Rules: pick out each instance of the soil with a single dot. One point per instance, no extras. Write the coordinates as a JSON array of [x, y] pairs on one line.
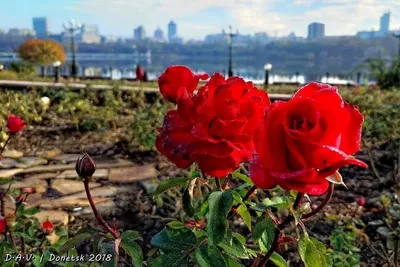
[[138, 211]]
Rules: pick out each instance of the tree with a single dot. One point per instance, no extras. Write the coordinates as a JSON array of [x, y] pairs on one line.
[[41, 52]]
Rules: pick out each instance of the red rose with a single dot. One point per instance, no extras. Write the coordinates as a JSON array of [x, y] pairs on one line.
[[47, 227], [3, 225], [176, 77], [306, 139], [15, 124], [215, 127]]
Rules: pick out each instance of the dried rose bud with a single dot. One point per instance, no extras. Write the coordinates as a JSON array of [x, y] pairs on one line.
[[3, 225], [360, 201], [85, 166], [28, 190], [47, 226]]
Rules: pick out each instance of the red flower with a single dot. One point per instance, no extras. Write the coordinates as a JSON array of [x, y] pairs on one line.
[[360, 201], [3, 225], [215, 127], [15, 124], [47, 227], [306, 139], [176, 77]]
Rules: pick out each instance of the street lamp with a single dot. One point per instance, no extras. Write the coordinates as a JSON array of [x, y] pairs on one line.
[[397, 35], [230, 39], [267, 68], [73, 26], [56, 66]]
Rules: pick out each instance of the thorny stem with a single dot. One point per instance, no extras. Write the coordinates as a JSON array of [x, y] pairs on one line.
[[96, 212], [262, 260], [323, 203]]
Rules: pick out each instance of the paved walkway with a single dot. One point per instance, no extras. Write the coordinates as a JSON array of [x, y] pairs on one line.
[[59, 191]]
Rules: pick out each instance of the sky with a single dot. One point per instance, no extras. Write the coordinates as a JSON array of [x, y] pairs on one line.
[[196, 18]]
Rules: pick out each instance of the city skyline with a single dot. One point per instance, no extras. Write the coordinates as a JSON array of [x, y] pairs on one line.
[[215, 17]]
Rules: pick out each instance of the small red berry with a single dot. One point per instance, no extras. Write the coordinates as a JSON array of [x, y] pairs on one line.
[[47, 227], [360, 201], [15, 124]]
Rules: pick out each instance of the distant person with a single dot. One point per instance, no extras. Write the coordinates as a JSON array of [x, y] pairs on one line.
[[139, 73]]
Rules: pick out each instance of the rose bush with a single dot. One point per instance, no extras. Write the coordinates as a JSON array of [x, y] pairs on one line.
[[214, 127], [306, 139]]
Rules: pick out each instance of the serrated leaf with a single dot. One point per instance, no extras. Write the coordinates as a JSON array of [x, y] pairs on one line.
[[245, 214], [209, 256], [263, 224], [187, 199], [278, 260], [169, 183], [176, 225], [174, 239], [234, 248], [170, 260], [220, 203], [73, 242]]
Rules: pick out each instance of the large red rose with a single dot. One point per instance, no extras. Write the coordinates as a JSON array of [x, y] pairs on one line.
[[214, 127], [176, 77], [306, 139], [15, 124]]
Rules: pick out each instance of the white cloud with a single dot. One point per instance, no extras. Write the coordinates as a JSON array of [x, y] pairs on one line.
[[342, 17]]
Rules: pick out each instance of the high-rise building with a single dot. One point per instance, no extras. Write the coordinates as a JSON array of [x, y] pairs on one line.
[[139, 33], [316, 30], [40, 26], [89, 34], [172, 30], [159, 35], [385, 22]]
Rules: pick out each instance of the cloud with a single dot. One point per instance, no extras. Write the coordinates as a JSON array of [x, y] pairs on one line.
[[342, 17]]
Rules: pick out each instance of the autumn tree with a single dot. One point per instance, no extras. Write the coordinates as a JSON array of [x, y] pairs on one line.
[[42, 52]]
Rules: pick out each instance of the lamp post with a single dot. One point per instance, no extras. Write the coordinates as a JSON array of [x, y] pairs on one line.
[[267, 68], [397, 35], [56, 66], [230, 39], [73, 26]]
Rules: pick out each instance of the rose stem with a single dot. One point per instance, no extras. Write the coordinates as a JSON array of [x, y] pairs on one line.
[[323, 203], [96, 212], [245, 198], [260, 260]]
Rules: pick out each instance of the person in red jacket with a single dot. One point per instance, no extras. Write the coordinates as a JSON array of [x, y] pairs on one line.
[[139, 73]]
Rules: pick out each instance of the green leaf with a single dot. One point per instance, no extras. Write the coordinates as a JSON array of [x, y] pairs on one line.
[[263, 224], [244, 178], [176, 225], [231, 262], [128, 243], [278, 260], [245, 214], [170, 260], [220, 204], [169, 183], [134, 251], [73, 242], [108, 249], [187, 199], [209, 257], [310, 253], [234, 248], [174, 239]]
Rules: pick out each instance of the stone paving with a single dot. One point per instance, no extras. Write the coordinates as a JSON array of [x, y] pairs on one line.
[[59, 191]]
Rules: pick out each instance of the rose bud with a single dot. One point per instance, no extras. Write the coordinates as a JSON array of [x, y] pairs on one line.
[[85, 166], [3, 225], [15, 124], [360, 201], [28, 190], [47, 226]]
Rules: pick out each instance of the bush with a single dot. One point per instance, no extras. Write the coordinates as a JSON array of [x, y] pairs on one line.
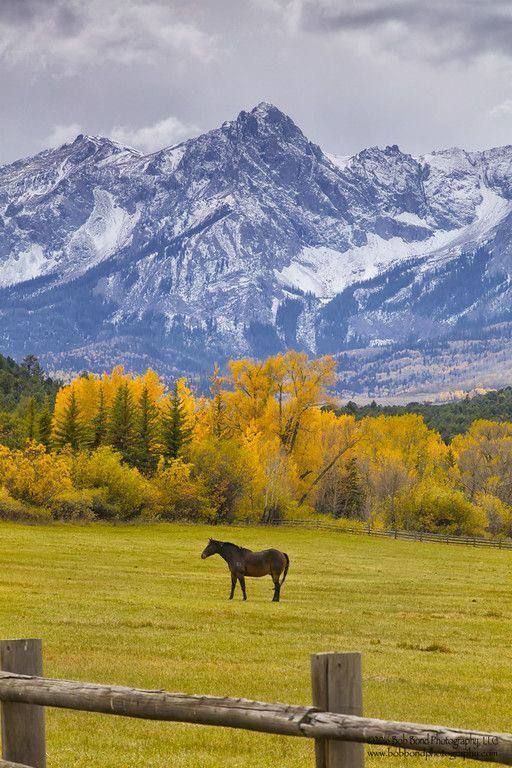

----------

The task: Render every line of the material above as a numbered list, skipping any blank lines. Leave the pictures out.

Solution to this task:
1. Rules: pick out each instance of the soil with a single dot. One point per instance, no extras. Write the coordinates as a JSON array of [x, y] pairs on one line.
2. [[138, 211]]
3. Rules: pick out each instance of the tree with a single dot. One point per instance, no extras. Write the coordinates as a JSON array of [x, y] pairs on one line.
4. [[41, 52]]
5. Rules: pick out each instance of the red rose with a single dot. One point per instance, no extras. Write the coordinates as a JSON array of [x, y] pairs on one line.
6. [[47, 227], [3, 225], [176, 77], [306, 139], [15, 124], [215, 127]]
7. Rules: pick out each instance of the dried rose bud with a single dot. One point per instance, no extras. Write the coordinates as a JSON array of [x, y] pairs on one line.
8. [[3, 225], [360, 201], [85, 166], [28, 190], [47, 226]]
9. Rules: pick out each instance of the red flower with a single dot. One point per instance, no extras. Write the coordinates as a JSON array of [x, y] pairs on one line.
10. [[360, 201], [3, 225], [215, 127], [15, 124], [47, 227], [306, 139], [176, 77]]
11. Rules: pick out each instance of the street lamp with a single dot. One point per instance, no extras. Write the coordinates as a JSON array of [x, y] pairs on one line.
12. [[397, 35], [230, 39], [267, 68], [73, 26], [56, 66]]
13. Rules: pick out each instance of the thorny stem with a single dot. One point per instance, no extras. Write the coordinates as a JSON array of [x, y] pairs on one line.
14. [[96, 212], [262, 260], [323, 203]]
15. Rules: pick out each instance of the paved walkway with a single dot. One point per instance, no extras. Write the coordinates as a JSON array of [x, y] pairs on one line.
16. [[59, 191]]
17. Rules: pick out each instance of the sky with a single dot. One point per instance, no extras. Write the coordinates as a JSON array of [x, y] pairs on one line.
18. [[196, 18]]
19. Rules: pick out each instance of the city skyline with a single dot. One point per instance, no extras. Write the coordinates as a JSON array of [x, y] pairs on one line.
20. [[215, 17]]
21. Rules: pick out each instance of the small red berry with a single dot. One point per instance, no extras. Write the coordinates as a JSON array of [x, y] pairs on one line.
22. [[47, 227], [360, 201], [15, 124]]
23. Rules: pick out each instance of the distant person with a single dot. One point per instance, no extras. Write the coordinates as a JSON array of [x, y] pairs on one line.
24. [[139, 73]]
25. Rules: pick out each instance of the rose bush with a single dot. One point per instance, no extras. Write the coordinates as a JSON array of [x, y] pairs on one line.
26. [[214, 127], [306, 139]]
27. Rules: pick out each instance of the serrated leaf with a single dot. One point per instance, no extras. Write the coordinates as a JSON array of [x, y] pairs on one line.
28. [[245, 214], [209, 256], [263, 224], [187, 199], [278, 260], [169, 183], [176, 225], [174, 239], [234, 248], [170, 260], [220, 203], [73, 242]]
29. Rules: pick out each instance of the large red rose with a single dot. One point per instance, no extras. Write the coordinates as a JSON array of [x, y] pairs on one line.
30. [[214, 127], [176, 77], [306, 139], [15, 124]]
31. Rules: pick out each instance of the white cloud with a single dot. One point per instance, no extras. Write the coordinates as a JSON array of [x, y] pairs on one line.
32. [[342, 17]]
33. Rules: pick out each instance of the high-rise building with a single dot. One point per instance, no extras. Write the coordinates as a JSON array of [x, y] pairs on one line.
34. [[139, 33], [316, 30], [40, 26], [89, 34], [172, 30], [159, 35], [385, 22]]
35. Rules: pick out each instance of the cloud with a single dot. One point per instance, no extras. Write the coordinates as a JSON array of [x, y] pairs on one line.
36. [[342, 17]]
37. Rules: pick out each instance of the autumn tree with a single dot. One point per instance, no extras. Write the coordinates as a JSON array of [x, y] pairs on one line.
38. [[42, 52]]
39. Rules: pick out each instance of the lamp post with a single dot. One point per instance, no extras. Write the coordinates as a JSON array of [x, y] pairs on one line.
40. [[267, 68], [397, 35], [56, 66], [230, 39], [73, 26]]
41. Rules: pick out each instance of the rose stem with a single dot. One point per instance, no extras. Write the coordinates as a JSON array of [x, y] pairs on one line.
42. [[323, 203], [96, 212], [245, 198], [260, 260]]
43. Rules: pick out each instance of the person in red jacket with a single dot. One point per instance, no extras. Write the coordinates as a JSON array of [x, y] pairs on one line.
44. [[139, 73]]
45. Rules: pick out each instance of the green leaf with a single dot. One point per instance, no extras. Write the coordinates as a JSON array of [x, y] pairs on one line.
46. [[263, 224], [244, 178], [176, 225], [231, 262], [128, 243], [278, 260], [245, 214], [170, 260], [220, 204], [169, 183], [134, 251], [73, 242], [108, 249], [187, 199], [209, 257], [310, 253], [234, 248], [174, 239]]
47. Rules: pick out each instance of the stone paving with a single dot. One point per instance, no extras. Write the coordinates as a JSON array of [x, y] pairs on one line.
48. [[59, 191]]
49. Rules: pick out each instance of the rose bud with a single dot. One point per instance, no extras. Write the coordinates as a JSON array of [x, y] pairs on one line.
50. [[85, 166], [3, 225], [15, 124], [360, 201], [28, 190], [47, 226]]
51. Rules: pick out each instance of the bush with a single dot. One point per instance, no extras. Write the coordinates as a JSON array of [x, y] pairs on one line.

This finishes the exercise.